» What to produce: In the records below, the line with "Target: child's raised arm" opens the range and the line with "Target: asphalt road" closes it; print that range exactly and nothing else.

» Records for this exercise:
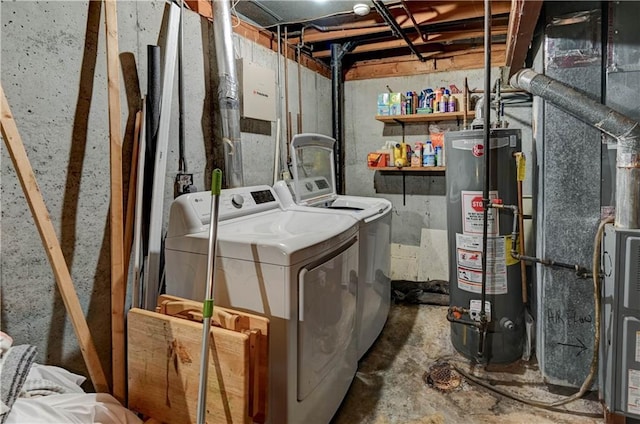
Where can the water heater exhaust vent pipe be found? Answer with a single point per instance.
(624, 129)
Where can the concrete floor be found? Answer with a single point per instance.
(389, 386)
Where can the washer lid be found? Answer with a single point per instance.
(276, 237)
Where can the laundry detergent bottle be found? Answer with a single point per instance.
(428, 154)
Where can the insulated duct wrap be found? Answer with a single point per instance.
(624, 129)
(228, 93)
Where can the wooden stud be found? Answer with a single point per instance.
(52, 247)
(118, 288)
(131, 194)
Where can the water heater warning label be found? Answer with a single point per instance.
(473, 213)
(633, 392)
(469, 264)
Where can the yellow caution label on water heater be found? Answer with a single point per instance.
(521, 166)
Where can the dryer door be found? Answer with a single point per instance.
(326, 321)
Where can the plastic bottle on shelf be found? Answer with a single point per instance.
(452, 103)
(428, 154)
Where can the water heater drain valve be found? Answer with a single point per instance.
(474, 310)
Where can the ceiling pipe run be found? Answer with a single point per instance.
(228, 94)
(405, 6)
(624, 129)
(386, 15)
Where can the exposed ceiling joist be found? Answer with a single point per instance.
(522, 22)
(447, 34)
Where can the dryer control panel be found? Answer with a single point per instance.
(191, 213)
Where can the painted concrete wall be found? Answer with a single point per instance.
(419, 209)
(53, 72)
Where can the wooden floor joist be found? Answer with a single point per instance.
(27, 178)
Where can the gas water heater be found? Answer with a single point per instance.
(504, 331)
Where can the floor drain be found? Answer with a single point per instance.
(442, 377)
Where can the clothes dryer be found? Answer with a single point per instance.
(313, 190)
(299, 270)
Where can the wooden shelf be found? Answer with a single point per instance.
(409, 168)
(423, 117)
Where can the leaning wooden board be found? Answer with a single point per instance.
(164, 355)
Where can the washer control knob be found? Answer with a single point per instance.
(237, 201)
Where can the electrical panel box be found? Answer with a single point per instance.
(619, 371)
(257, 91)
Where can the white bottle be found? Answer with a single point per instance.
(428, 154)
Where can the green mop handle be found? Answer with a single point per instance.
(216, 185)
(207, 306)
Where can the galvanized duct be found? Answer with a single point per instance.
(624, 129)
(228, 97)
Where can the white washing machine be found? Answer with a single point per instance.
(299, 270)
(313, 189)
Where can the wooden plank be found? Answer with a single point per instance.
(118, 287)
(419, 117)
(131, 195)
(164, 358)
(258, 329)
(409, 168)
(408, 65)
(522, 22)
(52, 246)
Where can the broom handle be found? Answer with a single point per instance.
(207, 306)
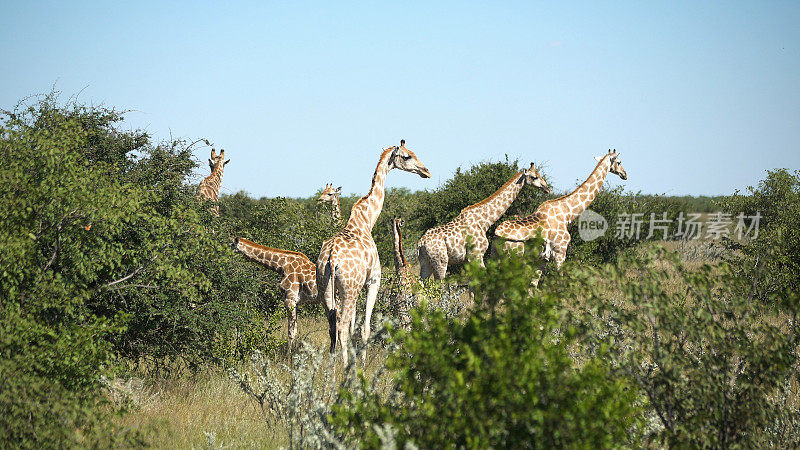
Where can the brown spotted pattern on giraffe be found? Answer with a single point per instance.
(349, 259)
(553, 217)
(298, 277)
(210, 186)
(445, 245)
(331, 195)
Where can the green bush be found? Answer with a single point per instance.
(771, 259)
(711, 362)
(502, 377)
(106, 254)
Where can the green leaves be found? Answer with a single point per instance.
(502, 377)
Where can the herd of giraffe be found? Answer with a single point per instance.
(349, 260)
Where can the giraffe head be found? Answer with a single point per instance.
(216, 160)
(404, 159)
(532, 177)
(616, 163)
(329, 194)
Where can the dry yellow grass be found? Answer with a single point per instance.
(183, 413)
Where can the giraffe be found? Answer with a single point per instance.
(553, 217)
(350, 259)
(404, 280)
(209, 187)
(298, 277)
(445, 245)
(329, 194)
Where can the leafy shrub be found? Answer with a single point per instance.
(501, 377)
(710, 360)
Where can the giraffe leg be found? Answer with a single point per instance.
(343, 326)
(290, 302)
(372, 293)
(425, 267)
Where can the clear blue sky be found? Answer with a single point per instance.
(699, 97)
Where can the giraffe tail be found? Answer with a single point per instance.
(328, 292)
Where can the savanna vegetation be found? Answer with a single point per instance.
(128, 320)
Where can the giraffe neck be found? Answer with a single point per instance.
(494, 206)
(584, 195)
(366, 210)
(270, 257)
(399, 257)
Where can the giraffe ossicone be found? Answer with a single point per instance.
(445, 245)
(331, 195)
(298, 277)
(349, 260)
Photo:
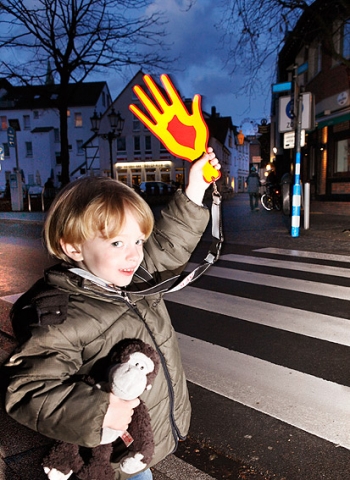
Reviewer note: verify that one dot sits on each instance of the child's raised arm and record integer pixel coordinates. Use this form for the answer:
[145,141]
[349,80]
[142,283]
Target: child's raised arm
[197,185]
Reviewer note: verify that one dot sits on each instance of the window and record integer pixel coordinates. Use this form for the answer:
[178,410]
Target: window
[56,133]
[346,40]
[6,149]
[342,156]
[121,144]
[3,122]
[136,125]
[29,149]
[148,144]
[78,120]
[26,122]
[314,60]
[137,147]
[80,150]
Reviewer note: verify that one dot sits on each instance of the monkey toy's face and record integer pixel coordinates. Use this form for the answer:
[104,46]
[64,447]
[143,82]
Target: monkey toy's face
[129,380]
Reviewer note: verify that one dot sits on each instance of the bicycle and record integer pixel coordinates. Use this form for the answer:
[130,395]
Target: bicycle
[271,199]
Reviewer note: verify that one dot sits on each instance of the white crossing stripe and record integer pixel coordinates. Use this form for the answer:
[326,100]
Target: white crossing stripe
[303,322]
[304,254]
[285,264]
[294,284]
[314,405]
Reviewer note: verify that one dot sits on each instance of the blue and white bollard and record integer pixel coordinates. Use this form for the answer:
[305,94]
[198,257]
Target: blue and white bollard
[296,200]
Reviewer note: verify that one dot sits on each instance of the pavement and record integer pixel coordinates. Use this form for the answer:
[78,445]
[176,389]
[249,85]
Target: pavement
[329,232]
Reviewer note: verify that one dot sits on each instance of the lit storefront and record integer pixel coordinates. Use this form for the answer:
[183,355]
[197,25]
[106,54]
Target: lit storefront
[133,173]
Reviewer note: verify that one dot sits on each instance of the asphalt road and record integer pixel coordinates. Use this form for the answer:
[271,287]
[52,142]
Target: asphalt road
...
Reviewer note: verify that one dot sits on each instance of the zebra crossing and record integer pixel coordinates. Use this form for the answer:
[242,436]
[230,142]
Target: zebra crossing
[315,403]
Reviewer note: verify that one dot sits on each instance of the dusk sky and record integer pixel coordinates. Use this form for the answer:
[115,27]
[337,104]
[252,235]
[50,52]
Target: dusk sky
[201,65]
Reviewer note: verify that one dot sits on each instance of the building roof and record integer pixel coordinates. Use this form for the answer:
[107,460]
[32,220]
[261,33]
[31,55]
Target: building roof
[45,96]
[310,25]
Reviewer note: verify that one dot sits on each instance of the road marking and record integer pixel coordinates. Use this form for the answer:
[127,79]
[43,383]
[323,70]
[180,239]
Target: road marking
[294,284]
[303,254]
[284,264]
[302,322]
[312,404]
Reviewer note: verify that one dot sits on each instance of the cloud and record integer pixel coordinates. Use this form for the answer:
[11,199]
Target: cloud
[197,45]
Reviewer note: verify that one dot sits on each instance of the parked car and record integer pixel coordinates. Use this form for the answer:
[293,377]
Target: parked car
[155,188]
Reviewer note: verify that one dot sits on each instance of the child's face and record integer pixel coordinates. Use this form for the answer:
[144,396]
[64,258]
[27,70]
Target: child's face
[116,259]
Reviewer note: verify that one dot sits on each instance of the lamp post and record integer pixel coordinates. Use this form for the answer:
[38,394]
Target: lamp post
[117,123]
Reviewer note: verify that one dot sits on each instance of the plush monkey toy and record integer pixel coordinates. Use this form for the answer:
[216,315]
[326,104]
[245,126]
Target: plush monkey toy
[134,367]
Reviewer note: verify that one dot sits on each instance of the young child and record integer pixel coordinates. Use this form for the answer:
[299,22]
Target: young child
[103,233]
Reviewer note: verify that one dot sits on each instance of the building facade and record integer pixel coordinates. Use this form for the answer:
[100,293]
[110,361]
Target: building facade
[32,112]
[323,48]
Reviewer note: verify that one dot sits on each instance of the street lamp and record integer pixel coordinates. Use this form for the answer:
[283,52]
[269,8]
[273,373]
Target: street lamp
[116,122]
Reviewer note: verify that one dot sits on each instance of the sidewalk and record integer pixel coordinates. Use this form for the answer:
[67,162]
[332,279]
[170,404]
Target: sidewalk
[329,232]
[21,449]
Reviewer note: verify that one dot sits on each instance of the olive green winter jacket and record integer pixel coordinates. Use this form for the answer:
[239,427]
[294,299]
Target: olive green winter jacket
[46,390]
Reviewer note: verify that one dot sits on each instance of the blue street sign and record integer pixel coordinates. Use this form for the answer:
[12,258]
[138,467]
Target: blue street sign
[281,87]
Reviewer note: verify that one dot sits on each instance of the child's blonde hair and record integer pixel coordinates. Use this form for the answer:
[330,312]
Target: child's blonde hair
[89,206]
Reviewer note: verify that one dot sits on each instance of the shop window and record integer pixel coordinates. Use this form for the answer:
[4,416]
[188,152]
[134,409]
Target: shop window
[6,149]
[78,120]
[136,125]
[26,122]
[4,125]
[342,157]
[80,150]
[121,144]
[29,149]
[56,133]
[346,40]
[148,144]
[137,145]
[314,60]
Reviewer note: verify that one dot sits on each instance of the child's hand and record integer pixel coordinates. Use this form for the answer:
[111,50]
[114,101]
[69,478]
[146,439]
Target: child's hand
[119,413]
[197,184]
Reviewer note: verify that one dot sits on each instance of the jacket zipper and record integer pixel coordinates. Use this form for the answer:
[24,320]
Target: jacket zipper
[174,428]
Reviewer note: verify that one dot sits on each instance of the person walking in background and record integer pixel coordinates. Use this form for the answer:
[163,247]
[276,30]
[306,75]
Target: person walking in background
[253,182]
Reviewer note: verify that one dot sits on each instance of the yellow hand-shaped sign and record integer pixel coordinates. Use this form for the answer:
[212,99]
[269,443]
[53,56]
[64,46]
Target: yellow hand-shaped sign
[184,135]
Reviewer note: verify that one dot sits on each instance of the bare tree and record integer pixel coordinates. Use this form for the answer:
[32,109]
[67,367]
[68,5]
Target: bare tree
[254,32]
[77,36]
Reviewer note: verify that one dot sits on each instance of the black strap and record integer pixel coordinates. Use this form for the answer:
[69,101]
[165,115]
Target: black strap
---
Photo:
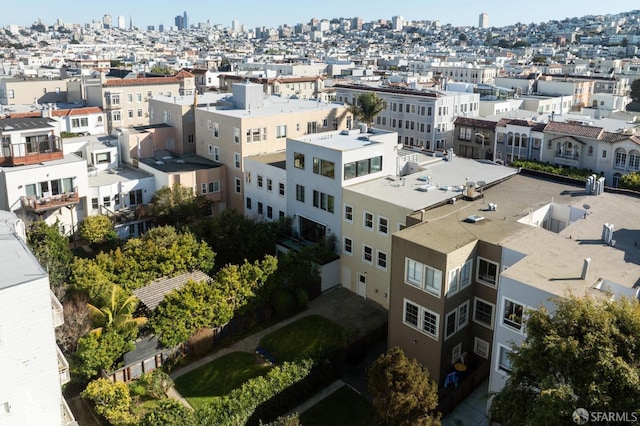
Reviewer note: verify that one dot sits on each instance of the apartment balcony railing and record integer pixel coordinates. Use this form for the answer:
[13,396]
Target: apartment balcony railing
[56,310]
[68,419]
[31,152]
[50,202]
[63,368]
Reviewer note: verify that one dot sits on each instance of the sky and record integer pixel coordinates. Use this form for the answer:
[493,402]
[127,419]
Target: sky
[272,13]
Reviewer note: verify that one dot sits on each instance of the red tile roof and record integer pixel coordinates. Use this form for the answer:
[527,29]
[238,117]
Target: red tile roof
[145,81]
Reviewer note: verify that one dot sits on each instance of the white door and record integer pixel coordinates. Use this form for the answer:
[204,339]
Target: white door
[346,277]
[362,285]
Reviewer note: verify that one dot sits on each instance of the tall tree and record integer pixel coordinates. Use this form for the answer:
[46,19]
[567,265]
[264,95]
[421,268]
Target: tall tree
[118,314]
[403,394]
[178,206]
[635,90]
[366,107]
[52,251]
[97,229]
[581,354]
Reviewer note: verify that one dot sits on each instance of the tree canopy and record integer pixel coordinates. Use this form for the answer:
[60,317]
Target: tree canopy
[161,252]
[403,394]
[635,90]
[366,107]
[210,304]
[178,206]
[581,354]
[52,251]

» Result:
Target: child's raised arm
[197,185]
Reviewer note: verify that one dot sits on each instance of the window and record integer pixel coordinates. Use this form for the answer:
[178,410]
Target: window
[56,133]
[346,40]
[6,149]
[342,156]
[121,144]
[3,122]
[136,125]
[29,149]
[148,144]
[78,120]
[26,122]
[314,60]
[137,147]
[80,150]
Reviewer note: verify that one dot sits on each instance of the monkey toy's face and record integer pixel coordinates. Use this form for the answer:
[104,46]
[64,447]
[143,82]
Target: monkey toy's face
[129,380]
Reviewer note: verify that one dot sits on each instance of the bicycle and record integer pixel coordinates. Use this form for the answer:
[130,395]
Target: bicycle
[271,199]
Reviewer note: verify that one dot sits on each instance of the white crossing stripe and record integer pixel coordinates. Use this form for the answer:
[326,100]
Target: white crossing stripe
[303,322]
[304,254]
[285,264]
[294,284]
[314,405]
Reviewer note: verify that one dot sits on each instance of the blue and white bollard and record integer pixel coordinates. Use this form for the answer:
[305,94]
[198,257]
Target: blue and white bollard
[296,200]
Reviewer note: verify that one dot sits on each instance of the pavement and record integer pixel coordinates. Use this form for the answer:
[78,445]
[176,389]
[249,85]
Target: pavement
[329,232]
Reviewer note: verify that one dot sits on each instance of the lit storefront and record integer pixel coordinates. Use this form for the answer:
[183,355]
[197,25]
[106,54]
Target: lit storefront
[133,173]
Reviewer note: verify that one dot sits on each instance of the asphalt road and record integer pixel coordinates. Use this form for the answer:
[271,287]
[52,142]
Target: asphalt road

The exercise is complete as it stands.